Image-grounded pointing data
..........

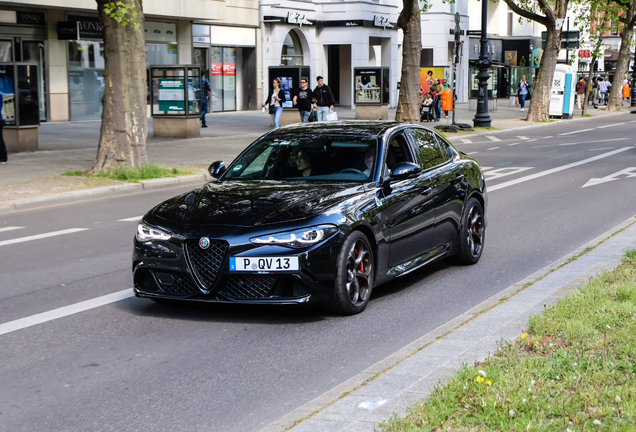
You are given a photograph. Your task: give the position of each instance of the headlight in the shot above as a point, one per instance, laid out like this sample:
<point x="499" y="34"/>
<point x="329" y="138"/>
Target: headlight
<point x="147" y="233"/>
<point x="299" y="238"/>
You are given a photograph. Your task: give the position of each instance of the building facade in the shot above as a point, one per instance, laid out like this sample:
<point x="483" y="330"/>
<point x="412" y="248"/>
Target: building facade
<point x="66" y="43"/>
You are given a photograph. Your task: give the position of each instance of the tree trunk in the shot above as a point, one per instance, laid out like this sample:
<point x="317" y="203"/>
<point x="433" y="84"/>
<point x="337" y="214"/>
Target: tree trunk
<point x="616" y="91"/>
<point x="587" y="86"/>
<point x="124" y="128"/>
<point x="540" y="103"/>
<point x="408" y="109"/>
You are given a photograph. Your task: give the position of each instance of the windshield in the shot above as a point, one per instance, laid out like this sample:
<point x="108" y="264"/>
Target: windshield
<point x="307" y="158"/>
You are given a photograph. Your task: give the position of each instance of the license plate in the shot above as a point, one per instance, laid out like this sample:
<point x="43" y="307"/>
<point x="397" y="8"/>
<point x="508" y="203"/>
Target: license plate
<point x="268" y="264"/>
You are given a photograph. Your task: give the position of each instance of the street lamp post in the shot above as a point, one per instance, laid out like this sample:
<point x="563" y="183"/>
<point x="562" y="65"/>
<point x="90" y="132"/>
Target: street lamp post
<point x="633" y="92"/>
<point x="482" y="118"/>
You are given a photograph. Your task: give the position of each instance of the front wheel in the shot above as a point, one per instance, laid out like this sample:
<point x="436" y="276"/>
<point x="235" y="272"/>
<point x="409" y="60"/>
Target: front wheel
<point x="354" y="276"/>
<point x="471" y="239"/>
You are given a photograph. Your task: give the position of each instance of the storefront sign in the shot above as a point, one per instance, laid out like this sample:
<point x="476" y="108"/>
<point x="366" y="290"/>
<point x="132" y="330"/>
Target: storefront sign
<point x="380" y="21"/>
<point x="32" y="18"/>
<point x="296" y="18"/>
<point x="171" y="95"/>
<point x="89" y="28"/>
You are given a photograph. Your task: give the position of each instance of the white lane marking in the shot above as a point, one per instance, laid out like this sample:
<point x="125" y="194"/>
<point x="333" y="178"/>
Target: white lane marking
<point x="570" y="133"/>
<point x="64" y="311"/>
<point x="9" y="228"/>
<point x="133" y="219"/>
<point x="557" y="169"/>
<point x="628" y="172"/>
<point x="502" y="172"/>
<point x="615" y="124"/>
<point x="40" y="236"/>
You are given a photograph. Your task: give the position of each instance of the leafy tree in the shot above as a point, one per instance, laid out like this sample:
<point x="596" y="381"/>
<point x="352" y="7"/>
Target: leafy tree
<point x="554" y="12"/>
<point x="408" y="108"/>
<point x="625" y="15"/>
<point x="124" y="128"/>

..........

What this task involves:
With the pictures removed, return all the entries exactly.

Result:
You are given a photograph. Your task: give the position of each instance of the headlight in the shot above as a point, one per instance, laid out like this sample:
<point x="499" y="34"/>
<point x="329" y="138"/>
Target: headlight
<point x="147" y="233"/>
<point x="299" y="238"/>
You are given a photograph. Your task: give the position of each instance of the building facade in the shot above as a point, one per instance, laid out like this sample:
<point x="483" y="330"/>
<point x="412" y="248"/>
Target: building facade
<point x="66" y="43"/>
You are given a photograph. Your task: give the position of each instance of the tree trunk in the shot above as a point, one per instance, laid out like this sample:
<point x="317" y="203"/>
<point x="433" y="84"/>
<point x="337" y="214"/>
Target: tree trunk
<point x="616" y="91"/>
<point x="587" y="86"/>
<point x="124" y="128"/>
<point x="540" y="103"/>
<point x="408" y="109"/>
You are given a photograph. Your task: give the position of each instance of the windshield in the shot above as a point, one per instance, laid out like this sample:
<point x="108" y="264"/>
Target: windshield
<point x="307" y="158"/>
You are given a photograph. Your task: give the position of each instance of the license plate in the shot above as a point, one per instance, laid out like this sample:
<point x="43" y="307"/>
<point x="397" y="8"/>
<point x="508" y="203"/>
Target: license plate
<point x="268" y="264"/>
You are given a photograph. Your task: give the position of each instance of the street lamp post in the shot above as a point, one per instance, laid out like this sample:
<point x="563" y="183"/>
<point x="562" y="65"/>
<point x="90" y="132"/>
Target: street lamp post
<point x="633" y="92"/>
<point x="482" y="118"/>
You are given a photograph. Your task: give the position of each instance of the front wheel in the shot above as a point, one per instance, laid out like this sample:
<point x="436" y="276"/>
<point x="235" y="272"/>
<point x="409" y="60"/>
Target: front wheel
<point x="354" y="276"/>
<point x="471" y="239"/>
You are given a photograph. Your task: give the position of each instance of the storefront sign in the shot above as a point, one per instance, laid out like this sample:
<point x="476" y="108"/>
<point x="366" y="290"/>
<point x="132" y="330"/>
Target: storefront sign
<point x="380" y="21"/>
<point x="32" y="18"/>
<point x="296" y="18"/>
<point x="171" y="95"/>
<point x="89" y="28"/>
You are given a photograph. Your task: give the position of each instance of the white lane marking in the shot above as a point, one per instance, laid out like this sample:
<point x="125" y="194"/>
<point x="333" y="178"/>
Target: white lane marking
<point x="570" y="133"/>
<point x="64" y="311"/>
<point x="9" y="228"/>
<point x="133" y="219"/>
<point x="557" y="169"/>
<point x="628" y="172"/>
<point x="502" y="172"/>
<point x="615" y="124"/>
<point x="40" y="236"/>
You are given a photograph. Your task: give the position of each instance of the leafy tree in the shot above as a point, one per instance, laid out like this sample:
<point x="596" y="381"/>
<point x="352" y="7"/>
Target: leafy tree
<point x="554" y="12"/>
<point x="408" y="108"/>
<point x="625" y="15"/>
<point x="124" y="128"/>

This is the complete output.